■ **Task to carry out**
Give back, unaltered, the lines from the one with "positive clicks: (414, 159)" to the end of the material, omitting pictures.

BEGIN Data for processing

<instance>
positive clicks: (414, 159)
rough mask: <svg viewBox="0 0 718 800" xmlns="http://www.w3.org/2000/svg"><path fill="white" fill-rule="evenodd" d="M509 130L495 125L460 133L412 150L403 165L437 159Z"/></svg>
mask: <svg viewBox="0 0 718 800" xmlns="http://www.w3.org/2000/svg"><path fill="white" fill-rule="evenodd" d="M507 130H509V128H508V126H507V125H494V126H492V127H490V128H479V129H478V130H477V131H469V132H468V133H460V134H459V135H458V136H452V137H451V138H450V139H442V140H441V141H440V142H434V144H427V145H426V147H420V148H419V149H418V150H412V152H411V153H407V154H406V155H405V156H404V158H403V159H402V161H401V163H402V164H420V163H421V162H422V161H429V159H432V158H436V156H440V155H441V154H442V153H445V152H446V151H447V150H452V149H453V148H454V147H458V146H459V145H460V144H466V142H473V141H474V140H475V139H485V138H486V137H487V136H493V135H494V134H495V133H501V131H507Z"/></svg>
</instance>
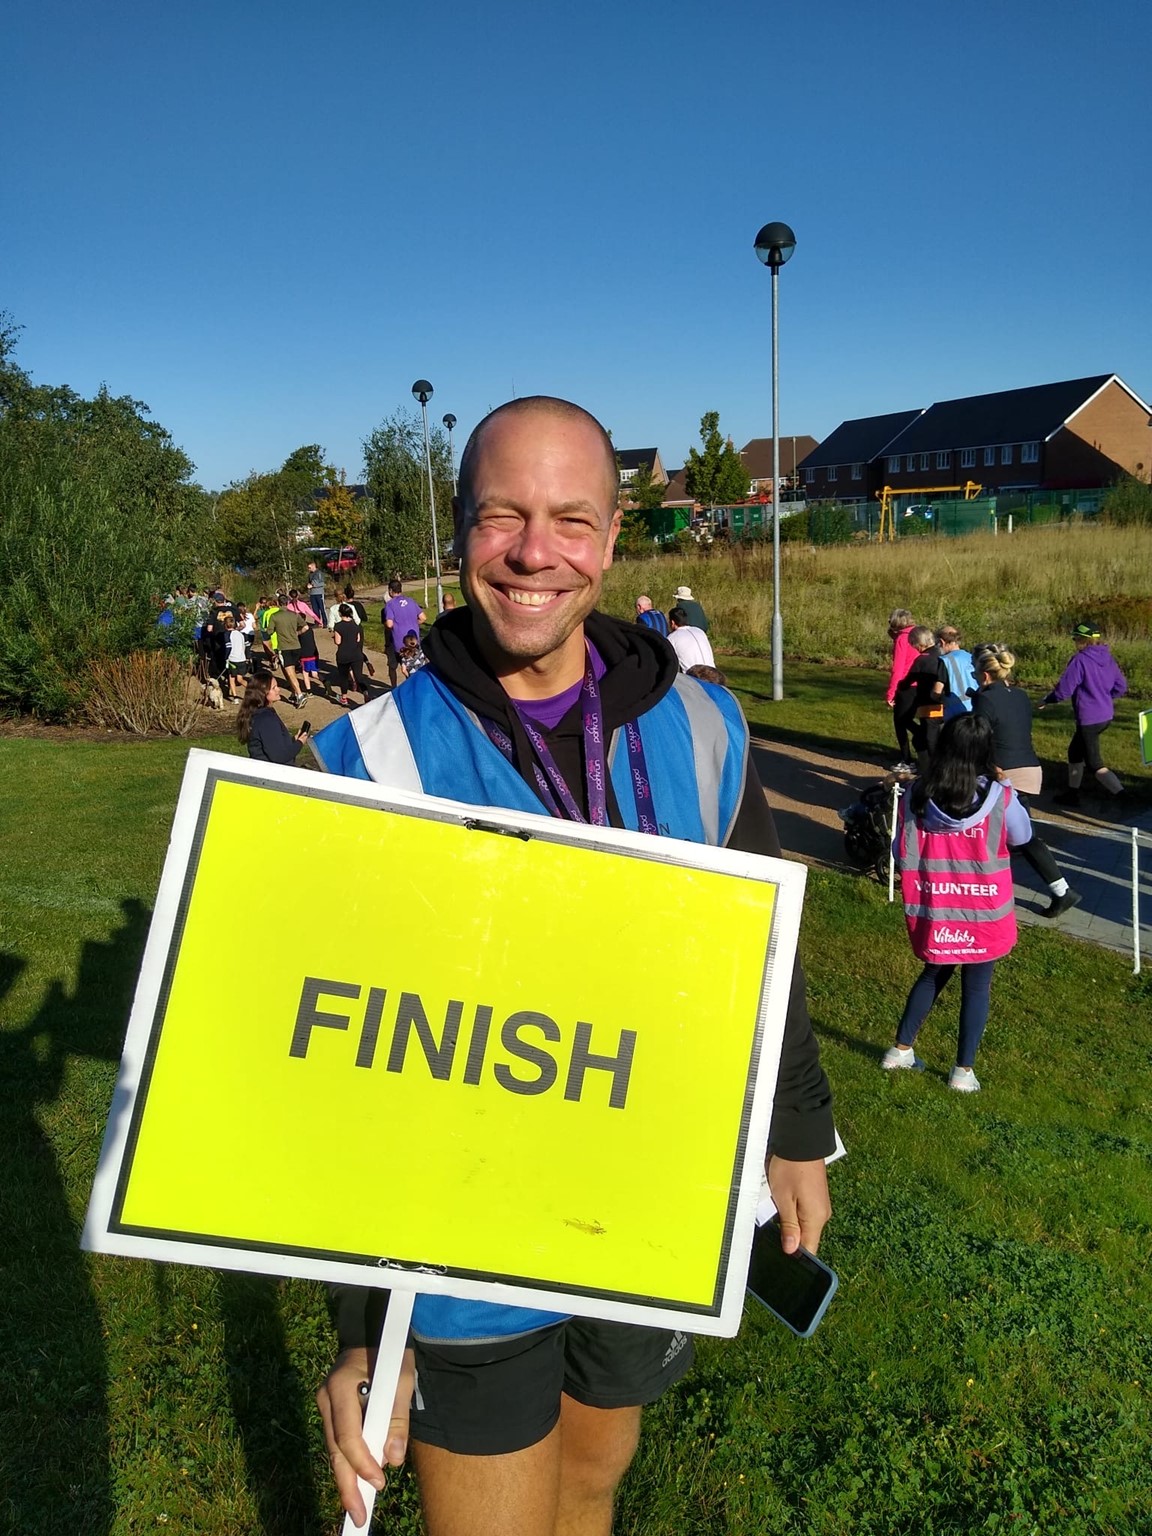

END Data for processing

■ **Written answer**
positive clicks: (414, 159)
rough mask: <svg viewBox="0 0 718 800" xmlns="http://www.w3.org/2000/svg"><path fill="white" fill-rule="evenodd" d="M509 130L495 125L460 133L412 150L403 165L437 159Z"/></svg>
mask: <svg viewBox="0 0 718 800" xmlns="http://www.w3.org/2000/svg"><path fill="white" fill-rule="evenodd" d="M507 130H509V128H508V126H507V125H494V126H492V127H490V128H479V129H478V130H477V131H469V132H468V133H460V134H459V135H458V136H452V137H451V138H450V139H442V140H441V141H440V142H434V144H427V145H426V147H420V148H419V149H418V150H412V152H411V153H407V154H406V155H405V156H404V158H403V159H402V161H401V163H402V164H420V163H421V162H422V161H429V159H432V158H436V156H440V155H441V154H442V153H445V152H446V151H447V150H452V149H453V148H454V147H458V146H459V145H460V144H466V142H473V141H474V140H475V139H485V138H486V137H487V136H493V135H494V134H495V133H501V131H507Z"/></svg>
</instance>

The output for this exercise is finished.